**** Material provided ****

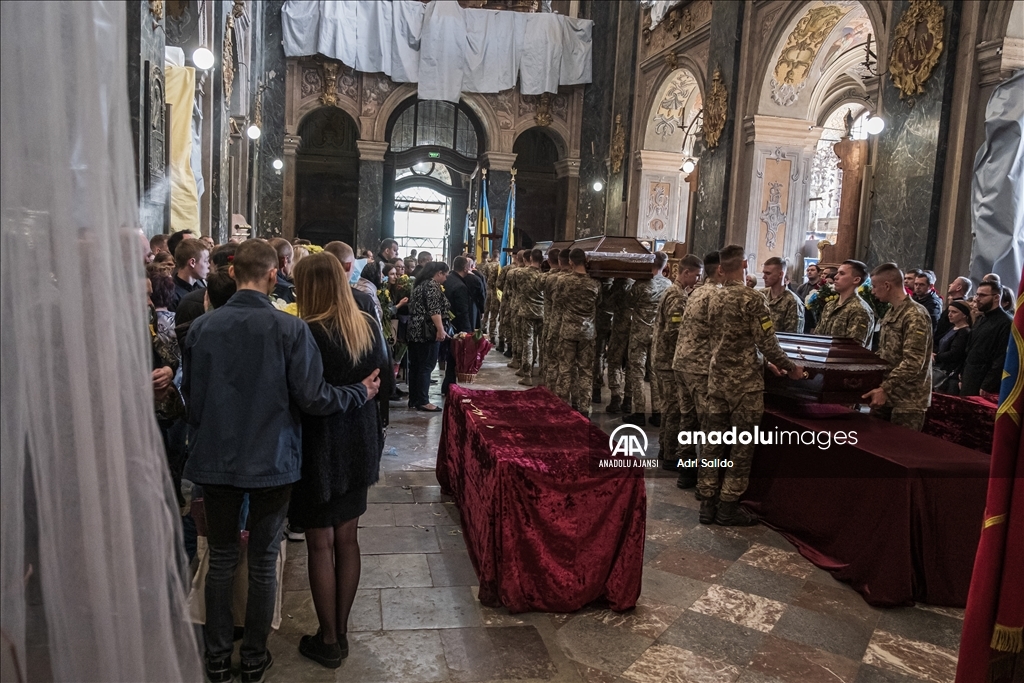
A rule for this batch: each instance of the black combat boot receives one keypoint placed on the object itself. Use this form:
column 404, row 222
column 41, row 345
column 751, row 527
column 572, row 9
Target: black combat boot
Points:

****

# What is required
Please reproduce the listing above word for word, leaving out the picture.

# Expected answer
A rule for this batch: each instance of the black combat boot receives one keypoint placed on the object itself. Use this form:
column 404, row 222
column 41, row 345
column 751, row 527
column 572, row 9
Target: black combat boot
Points:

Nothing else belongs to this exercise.